─── GIVEN INFORMATION ───

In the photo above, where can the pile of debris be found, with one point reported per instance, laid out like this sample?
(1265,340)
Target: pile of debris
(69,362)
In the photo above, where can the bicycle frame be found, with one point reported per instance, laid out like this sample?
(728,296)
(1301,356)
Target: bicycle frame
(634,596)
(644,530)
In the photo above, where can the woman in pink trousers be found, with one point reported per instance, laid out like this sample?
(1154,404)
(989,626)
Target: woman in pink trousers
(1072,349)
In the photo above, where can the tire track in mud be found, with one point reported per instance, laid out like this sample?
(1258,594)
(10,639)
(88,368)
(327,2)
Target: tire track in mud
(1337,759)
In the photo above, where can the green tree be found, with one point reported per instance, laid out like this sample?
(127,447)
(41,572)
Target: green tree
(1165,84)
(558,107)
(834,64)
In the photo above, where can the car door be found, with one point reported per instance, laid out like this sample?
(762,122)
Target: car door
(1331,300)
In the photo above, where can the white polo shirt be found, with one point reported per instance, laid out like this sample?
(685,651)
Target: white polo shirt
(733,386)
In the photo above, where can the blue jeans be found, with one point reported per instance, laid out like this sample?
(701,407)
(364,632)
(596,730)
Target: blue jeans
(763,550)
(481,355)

───

Output the whole of the material above, exactly.

In the photo above, where can the pile of debris be found, with one point reported per instance, laid out like this sample?
(1265,340)
Target: pile of debris
(69,362)
In the photo above, where can the bicycle frame be found, with one point reported per instance, laid out like this sample?
(728,296)
(1301,356)
Target: bicycle frame
(634,596)
(644,530)
In the photo above, where can the woman in pink trousers be found, with one point reported per instance, laid out like this sample?
(1154,404)
(989,626)
Target: woman in pink trousers
(1072,349)
In the photo above, where can the tire track in mud be found, with one point reported per instance, laid out like this sample?
(1258,594)
(10,639)
(88,368)
(327,2)
Target: tire track in mud
(1337,759)
In the photo above, where can the green tree be found, with one point reported per instance, laid out like this sample?
(127,447)
(41,572)
Target: green tree
(1165,84)
(558,107)
(834,64)
In the photo above, where can the car door be found, with one point reported per instance, laid out like this sample?
(762,122)
Target: car door
(1331,300)
In the photo above, where can the white polo shirt be found, with one point reported per instance, laid out like this sample?
(685,651)
Target: white polo shirt
(733,386)
In the photo above, where can the blue jeans be found, with one point reported per instance, laid out like this sample?
(701,407)
(364,632)
(596,730)
Target: blue jeans
(763,550)
(481,355)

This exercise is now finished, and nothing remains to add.